- **REQUEST A**
Copy the oil and gas operations passage word for word, starting at "Historically, our exploration" and ending at "of oil equivalent.".
- **REQUEST B**
Continue the oil and gas operations passage from its final sentence.

Historically, our exploration and development activities were focused in our Onshore Gulf Coast, the Anadarko Basin and West Texas and Other provinces. However, in late 2007, the majority of our drilling capital expenditures shifted from our historically active areas to the Williston Basin, where we are currently targeting the Bakken and Three Forks objectives. We have approximately 376,000 net leasehold acres in the Williston Basin. Through the third quarter 2011, we have invested in excess of $1.2 billion on drilling, land and support infrastructure in this region. In total, we have drilled 98 consecutive long lateral high frac stage Bakken and three forks wells in North Dakota at an average early 24-hour peak rate of approximately 2,819 barrels of oil equivalent.
Our business strategy is to create value for our stockholders by growing reserves, production volumes and cash flow through exploration and development drilling in areas where we can use technology to generate high rates of return on our invested capital.
Overview of Third Quarter 2011
Third quarter 2011 crude oil prices, excluding realized and unrealized derivative hedging results, increased 26% from that in the third quarter 2010. In the third quarter 2011, the average sales price that we received for crude oil, excluding realized and unrealized derivative hedging results, was $84.60 per barrel, which represents a $17.53 per barrel increase from that in the third quarter 2010. Third quarter 2011 natural gas prices inclusive of natural gas liquids, but excluding realized and unrealized derivative hedging results, increased 29% from that in the third quarter 2010. In the third quarter 2011, the average sales price that we received for natural gas inclusive of natural gas liquids, but excluding realized and unrealized derivative hedging results, was $6.41 per Mcf, which represents a $1.43 per Mcf increase from that in the third quarter 2010.

- **EXTRACTED ENTRIES**

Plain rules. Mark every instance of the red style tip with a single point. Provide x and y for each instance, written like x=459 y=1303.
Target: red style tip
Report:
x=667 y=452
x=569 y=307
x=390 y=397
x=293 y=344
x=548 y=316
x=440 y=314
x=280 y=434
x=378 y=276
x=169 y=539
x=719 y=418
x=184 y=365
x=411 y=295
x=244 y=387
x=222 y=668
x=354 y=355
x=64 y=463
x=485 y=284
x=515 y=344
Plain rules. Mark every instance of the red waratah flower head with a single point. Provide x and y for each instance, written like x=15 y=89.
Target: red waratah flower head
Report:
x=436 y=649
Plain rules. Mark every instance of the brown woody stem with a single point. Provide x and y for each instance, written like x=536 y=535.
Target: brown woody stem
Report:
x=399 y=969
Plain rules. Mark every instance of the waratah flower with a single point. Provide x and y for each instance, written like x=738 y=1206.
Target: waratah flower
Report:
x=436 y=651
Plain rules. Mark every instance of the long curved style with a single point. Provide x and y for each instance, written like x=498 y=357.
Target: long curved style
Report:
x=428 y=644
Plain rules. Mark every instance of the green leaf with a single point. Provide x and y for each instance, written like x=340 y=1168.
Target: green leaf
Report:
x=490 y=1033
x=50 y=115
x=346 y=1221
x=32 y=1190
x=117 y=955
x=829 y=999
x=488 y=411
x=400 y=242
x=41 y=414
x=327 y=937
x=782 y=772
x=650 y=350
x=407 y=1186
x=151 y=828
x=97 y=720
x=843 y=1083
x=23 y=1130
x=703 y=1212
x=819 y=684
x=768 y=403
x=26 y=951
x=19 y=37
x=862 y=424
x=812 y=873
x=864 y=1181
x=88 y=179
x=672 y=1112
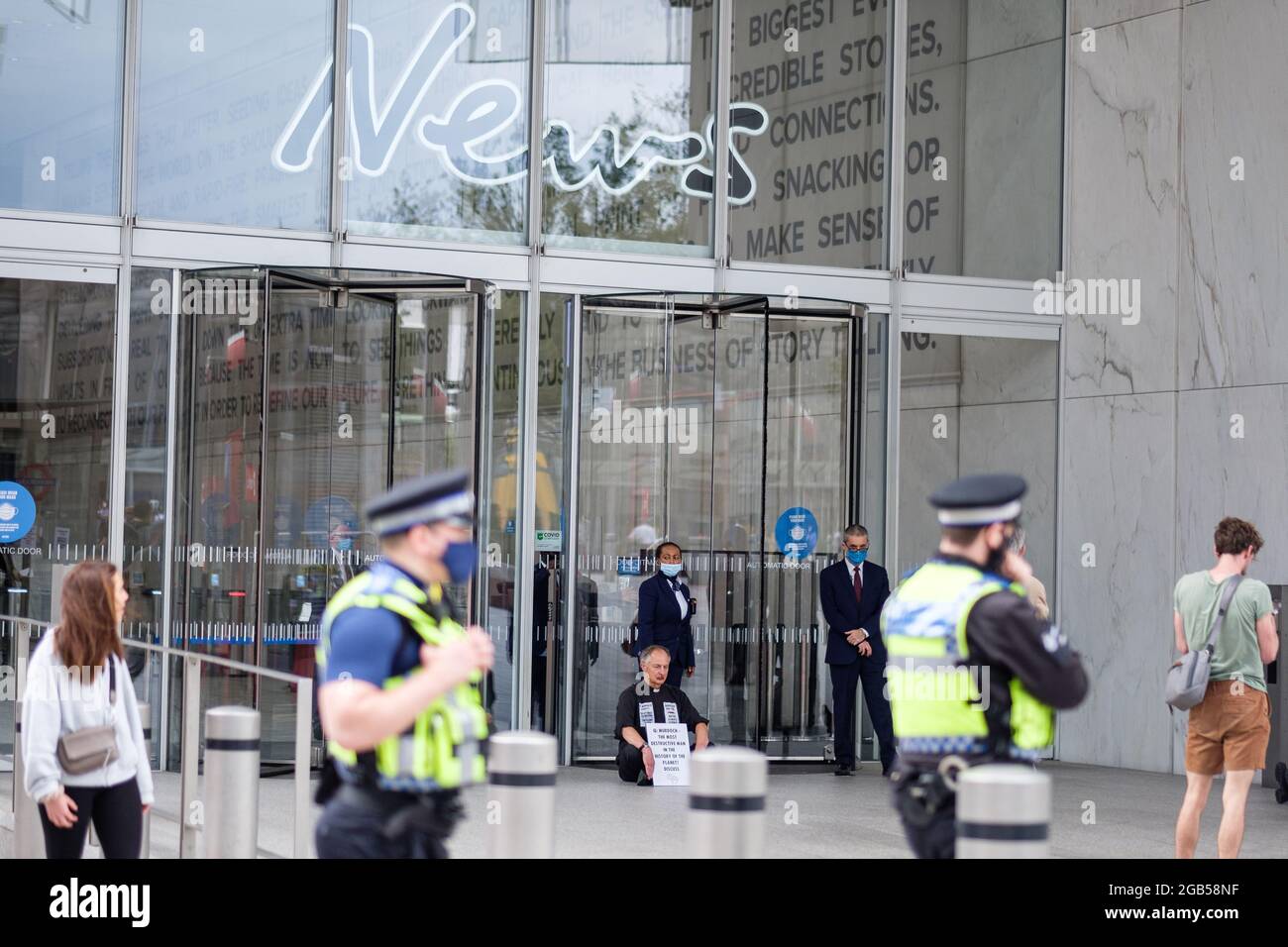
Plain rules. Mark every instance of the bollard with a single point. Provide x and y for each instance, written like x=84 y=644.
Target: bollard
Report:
x=726 y=802
x=520 y=795
x=1004 y=810
x=232 y=783
x=29 y=838
x=146 y=723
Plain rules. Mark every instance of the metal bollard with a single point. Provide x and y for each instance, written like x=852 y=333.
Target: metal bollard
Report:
x=1004 y=810
x=232 y=783
x=146 y=723
x=29 y=838
x=726 y=802
x=520 y=795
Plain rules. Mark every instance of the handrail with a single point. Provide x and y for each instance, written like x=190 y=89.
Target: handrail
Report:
x=191 y=809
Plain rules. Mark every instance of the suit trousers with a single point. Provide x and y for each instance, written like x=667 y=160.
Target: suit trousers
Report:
x=845 y=681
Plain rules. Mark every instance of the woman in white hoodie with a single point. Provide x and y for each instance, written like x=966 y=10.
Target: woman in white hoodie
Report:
x=69 y=681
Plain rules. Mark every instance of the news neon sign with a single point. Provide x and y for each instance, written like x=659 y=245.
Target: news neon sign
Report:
x=482 y=112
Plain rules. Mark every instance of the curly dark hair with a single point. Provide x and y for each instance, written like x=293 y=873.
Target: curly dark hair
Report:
x=1234 y=535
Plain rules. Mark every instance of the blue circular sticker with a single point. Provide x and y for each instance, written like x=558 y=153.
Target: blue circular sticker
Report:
x=797 y=532
x=17 y=512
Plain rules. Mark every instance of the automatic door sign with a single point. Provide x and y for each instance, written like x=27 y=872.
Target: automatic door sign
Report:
x=17 y=512
x=797 y=532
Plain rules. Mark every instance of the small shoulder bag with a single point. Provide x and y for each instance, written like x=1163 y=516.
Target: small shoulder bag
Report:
x=91 y=748
x=1188 y=678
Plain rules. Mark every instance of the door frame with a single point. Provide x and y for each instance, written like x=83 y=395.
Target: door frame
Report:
x=853 y=454
x=374 y=283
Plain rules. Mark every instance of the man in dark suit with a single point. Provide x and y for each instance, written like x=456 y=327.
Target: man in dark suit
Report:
x=853 y=592
x=666 y=612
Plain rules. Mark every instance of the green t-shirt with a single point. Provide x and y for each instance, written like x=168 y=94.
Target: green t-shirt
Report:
x=1236 y=654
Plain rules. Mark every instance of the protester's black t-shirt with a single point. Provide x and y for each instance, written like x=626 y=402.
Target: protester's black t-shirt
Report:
x=665 y=705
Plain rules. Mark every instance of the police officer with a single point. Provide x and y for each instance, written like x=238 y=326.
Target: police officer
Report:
x=399 y=698
x=973 y=672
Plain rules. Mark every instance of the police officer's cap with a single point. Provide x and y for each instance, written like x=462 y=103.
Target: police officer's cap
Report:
x=439 y=497
x=979 y=500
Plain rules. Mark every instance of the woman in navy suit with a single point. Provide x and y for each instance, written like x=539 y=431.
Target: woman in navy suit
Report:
x=666 y=613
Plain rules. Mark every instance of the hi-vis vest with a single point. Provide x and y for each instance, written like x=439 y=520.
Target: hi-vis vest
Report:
x=445 y=746
x=934 y=692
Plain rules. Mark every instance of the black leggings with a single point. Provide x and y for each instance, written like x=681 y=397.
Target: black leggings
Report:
x=117 y=815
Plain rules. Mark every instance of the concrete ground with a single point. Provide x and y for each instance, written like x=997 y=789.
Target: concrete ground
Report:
x=597 y=815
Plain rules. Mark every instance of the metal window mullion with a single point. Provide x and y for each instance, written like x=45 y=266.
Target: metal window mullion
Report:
x=529 y=325
x=572 y=453
x=898 y=82
x=721 y=56
x=339 y=125
x=116 y=451
x=171 y=412
x=1067 y=153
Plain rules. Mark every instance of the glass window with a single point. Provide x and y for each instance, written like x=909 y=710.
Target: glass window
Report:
x=233 y=112
x=984 y=138
x=807 y=110
x=60 y=99
x=629 y=114
x=977 y=405
x=438 y=119
x=56 y=368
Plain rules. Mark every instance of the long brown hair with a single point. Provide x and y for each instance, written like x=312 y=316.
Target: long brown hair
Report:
x=86 y=633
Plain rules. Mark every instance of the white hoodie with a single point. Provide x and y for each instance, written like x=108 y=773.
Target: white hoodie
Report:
x=54 y=703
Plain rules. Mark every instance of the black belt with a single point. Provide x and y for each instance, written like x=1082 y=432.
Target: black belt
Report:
x=434 y=813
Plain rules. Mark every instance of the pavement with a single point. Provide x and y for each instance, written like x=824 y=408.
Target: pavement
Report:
x=810 y=813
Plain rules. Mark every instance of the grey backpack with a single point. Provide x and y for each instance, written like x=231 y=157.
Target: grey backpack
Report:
x=1188 y=678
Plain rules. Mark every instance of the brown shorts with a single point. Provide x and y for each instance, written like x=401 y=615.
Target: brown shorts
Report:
x=1228 y=729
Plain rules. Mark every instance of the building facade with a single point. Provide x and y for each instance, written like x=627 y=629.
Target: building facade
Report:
x=228 y=320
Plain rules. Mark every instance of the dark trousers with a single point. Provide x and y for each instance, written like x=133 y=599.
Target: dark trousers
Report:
x=117 y=817
x=845 y=681
x=630 y=762
x=359 y=831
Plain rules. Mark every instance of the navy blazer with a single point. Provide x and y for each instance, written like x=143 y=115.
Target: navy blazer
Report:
x=661 y=624
x=842 y=613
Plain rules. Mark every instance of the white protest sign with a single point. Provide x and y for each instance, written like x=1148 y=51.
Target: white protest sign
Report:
x=670 y=746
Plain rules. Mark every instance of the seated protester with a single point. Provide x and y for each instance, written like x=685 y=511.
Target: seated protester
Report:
x=652 y=699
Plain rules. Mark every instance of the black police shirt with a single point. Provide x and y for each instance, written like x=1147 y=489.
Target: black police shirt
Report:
x=655 y=705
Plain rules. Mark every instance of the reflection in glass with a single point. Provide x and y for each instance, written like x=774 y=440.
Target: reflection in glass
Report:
x=217 y=482
x=984 y=138
x=56 y=368
x=451 y=165
x=812 y=133
x=326 y=458
x=627 y=99
x=219 y=82
x=60 y=101
x=756 y=423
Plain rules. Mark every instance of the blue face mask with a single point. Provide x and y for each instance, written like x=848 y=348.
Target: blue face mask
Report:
x=460 y=560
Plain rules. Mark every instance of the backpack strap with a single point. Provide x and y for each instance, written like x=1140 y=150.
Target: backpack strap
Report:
x=1223 y=607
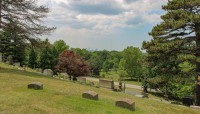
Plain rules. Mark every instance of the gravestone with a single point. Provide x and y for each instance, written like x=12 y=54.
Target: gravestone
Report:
x=1 y=57
x=65 y=75
x=106 y=83
x=35 y=85
x=125 y=103
x=48 y=72
x=17 y=64
x=136 y=93
x=81 y=80
x=92 y=83
x=90 y=95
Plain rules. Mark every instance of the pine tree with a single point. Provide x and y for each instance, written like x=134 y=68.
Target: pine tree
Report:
x=177 y=38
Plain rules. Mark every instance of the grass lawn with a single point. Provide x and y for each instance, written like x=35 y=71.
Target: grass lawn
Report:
x=64 y=97
x=114 y=76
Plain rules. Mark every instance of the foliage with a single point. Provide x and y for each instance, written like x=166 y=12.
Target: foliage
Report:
x=176 y=40
x=131 y=61
x=59 y=46
x=12 y=43
x=32 y=58
x=46 y=56
x=72 y=64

- **WRITTEN ANSWER A**
Historically, our exploration and development activities were focused in our Onshore Gulf Coast, the Anadarko Basin and West Texas and Other provinces. However, in late 2007, the majority of our drilling capital expenditures shifted from our historically active areas to the Williston Basin, where we are currently targeting the Bakken and Three Forks objectives. We have approximately 376,000 net leasehold acres in the Williston Basin. Through the third quarter 2011, we have invested in excess of $1.2 billion on drilling, land and support infrastructure in this region. In total, we have drilled 98 consecutive long lateral high frac stage Bakken and three forks wells in North Dakota at an average early 24-hour peak rate of approximately 2,819 barrels of oil equivalent.

- **WRITTEN ANSWER B**
Our third quarter 2011 production volumes were 16,380 barrels of equivalent per day, which represents a 93% increase from last year’s third quarter production volumes. Crude oil represented 86% of our production volumes in the third quarter 2011 as compared to 75% of our production volumes in the third quarter 2010. Both the increase in our production volumes and the increase in crude oil as a percent of total production volumes were as a result of our increased level of activity and successful drilling program in the Williston Basin targeting the Bakken and Three Forks objectives. Our third quarter 2011 production volumes included approximately 13,863 barrels of crude oil added to inventory during the quarter. Adjusting our third quarter 2011 production volumes for our increased level of inventory resulted in sales volumes of 16,226 barrels of equivalent per day in the third quarter 2011 versus sales volumes of 8,427 barrels of equivalent per day in the third quarter 2010.
Our third quarter 2011 crude oil revenue, including cash hedge settlements but excluding unrealized hedging gains and losses, increased $67.3 million, or 178%, compared to that in the third quarter 2010. Crude oil revenue increased $45.9 million due to higher sales volumes and $21.9 million due to higher sales prices. These increases were partially offset by a $0.5 million decrease in crude oil cash hedge settlements.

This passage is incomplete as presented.